• [DATA]
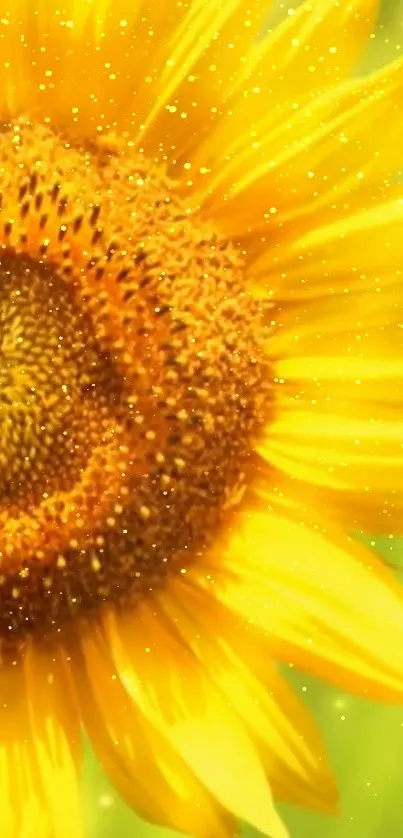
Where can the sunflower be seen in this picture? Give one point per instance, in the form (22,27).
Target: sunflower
(200,401)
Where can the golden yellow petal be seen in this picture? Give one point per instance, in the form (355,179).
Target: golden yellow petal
(358,251)
(313,48)
(39,750)
(205,63)
(320,598)
(56,739)
(176,695)
(337,418)
(237,661)
(320,151)
(82,65)
(147,772)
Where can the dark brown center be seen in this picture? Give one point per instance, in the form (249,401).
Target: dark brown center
(133,380)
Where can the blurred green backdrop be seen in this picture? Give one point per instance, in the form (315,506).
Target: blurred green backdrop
(365,741)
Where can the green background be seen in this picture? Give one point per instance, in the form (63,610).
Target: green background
(365,741)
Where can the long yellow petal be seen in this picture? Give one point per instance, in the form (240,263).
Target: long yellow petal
(313,48)
(359,251)
(147,772)
(292,753)
(39,750)
(323,149)
(325,604)
(185,705)
(56,739)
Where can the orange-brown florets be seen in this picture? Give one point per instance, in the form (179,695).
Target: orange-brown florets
(132,376)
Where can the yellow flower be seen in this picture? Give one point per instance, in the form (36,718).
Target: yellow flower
(201,365)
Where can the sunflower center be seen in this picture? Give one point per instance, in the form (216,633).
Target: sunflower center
(132,375)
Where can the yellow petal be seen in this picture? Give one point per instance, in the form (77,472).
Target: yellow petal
(325,603)
(85,64)
(359,251)
(313,48)
(206,59)
(325,148)
(147,772)
(176,695)
(39,750)
(337,425)
(237,661)
(56,737)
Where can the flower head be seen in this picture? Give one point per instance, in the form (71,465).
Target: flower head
(200,400)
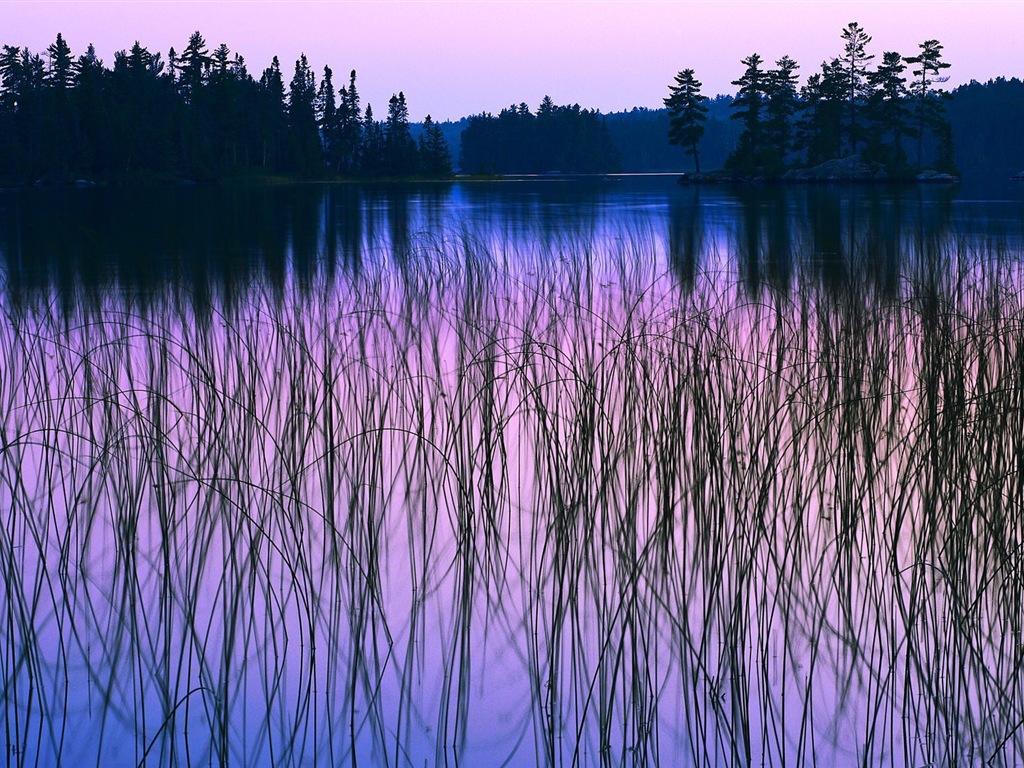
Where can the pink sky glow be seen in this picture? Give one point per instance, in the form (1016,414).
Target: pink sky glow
(458,57)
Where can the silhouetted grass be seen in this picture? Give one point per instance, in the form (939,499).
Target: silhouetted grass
(487,505)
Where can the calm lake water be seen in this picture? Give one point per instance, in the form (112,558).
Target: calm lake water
(540,472)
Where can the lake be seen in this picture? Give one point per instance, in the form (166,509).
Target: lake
(554,471)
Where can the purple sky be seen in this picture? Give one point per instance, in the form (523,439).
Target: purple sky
(454,58)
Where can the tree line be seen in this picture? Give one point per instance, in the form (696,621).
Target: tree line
(886,115)
(198,115)
(555,138)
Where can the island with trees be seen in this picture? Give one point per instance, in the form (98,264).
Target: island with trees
(848,122)
(200,116)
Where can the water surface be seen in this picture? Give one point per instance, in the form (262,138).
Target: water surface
(528,473)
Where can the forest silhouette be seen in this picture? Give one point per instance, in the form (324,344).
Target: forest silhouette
(201,116)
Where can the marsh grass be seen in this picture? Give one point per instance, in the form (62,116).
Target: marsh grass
(541,506)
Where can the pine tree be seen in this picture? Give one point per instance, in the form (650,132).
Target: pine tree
(373,157)
(780,107)
(327,117)
(887,113)
(303,139)
(435,157)
(687,113)
(749,105)
(400,148)
(194,65)
(349,129)
(819,129)
(855,58)
(271,86)
(61,67)
(930,111)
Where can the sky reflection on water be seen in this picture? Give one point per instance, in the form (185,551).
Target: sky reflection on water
(538,473)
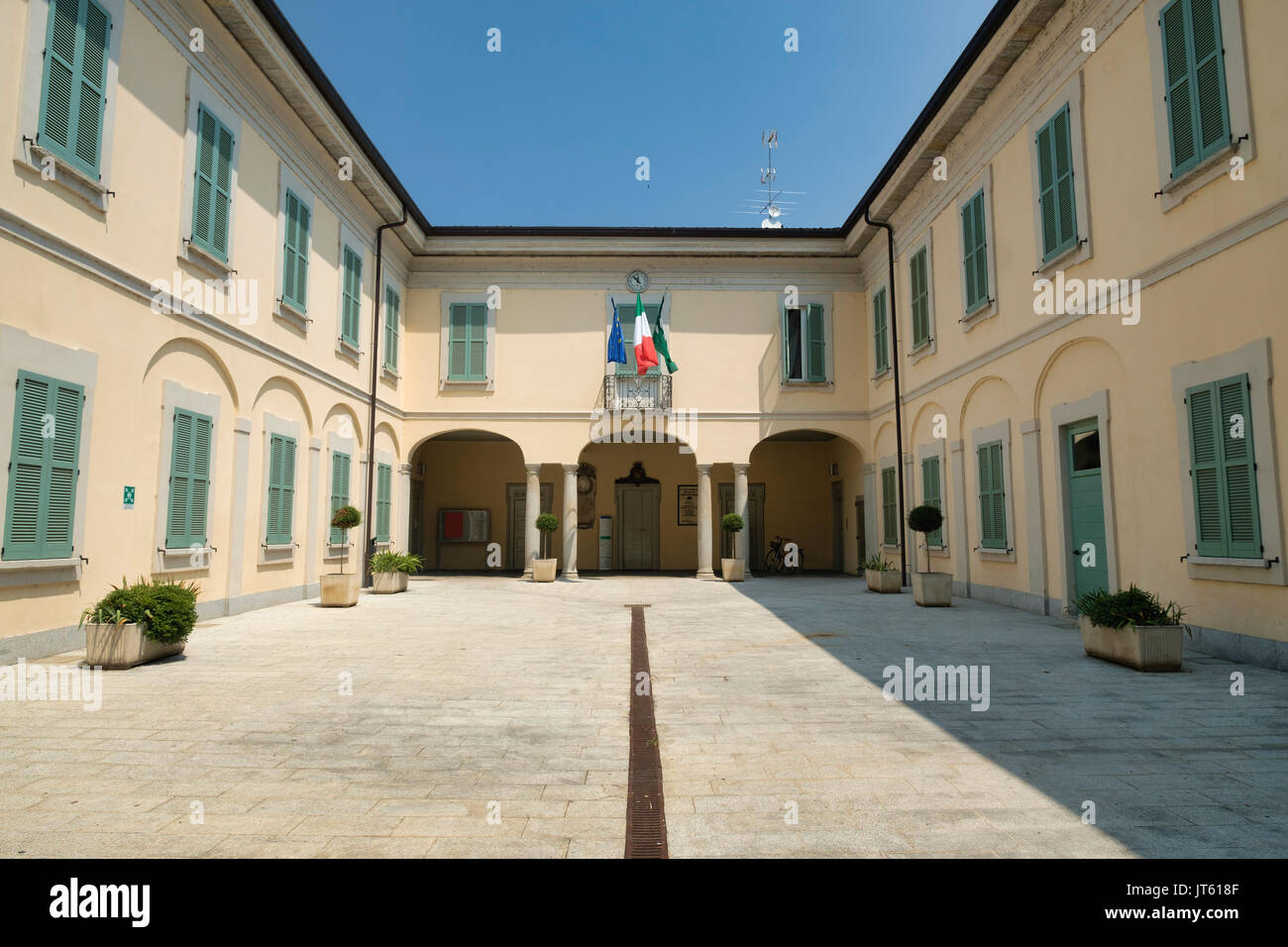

• [TASK DIRECTIONS]
Pictures stay out. Print the lines of the records above exactly, from the first through the one with "Where can the golden".

• [OUTPUT FOR THIS EXERCISE]
Where can the sunflower be seen in this picture? Give one point per instance, in the form (22,27).
Target: sunflower
(200,401)
Where can the golden yellow petal be seen in this picture? Give one point per instance, in the form (355,179).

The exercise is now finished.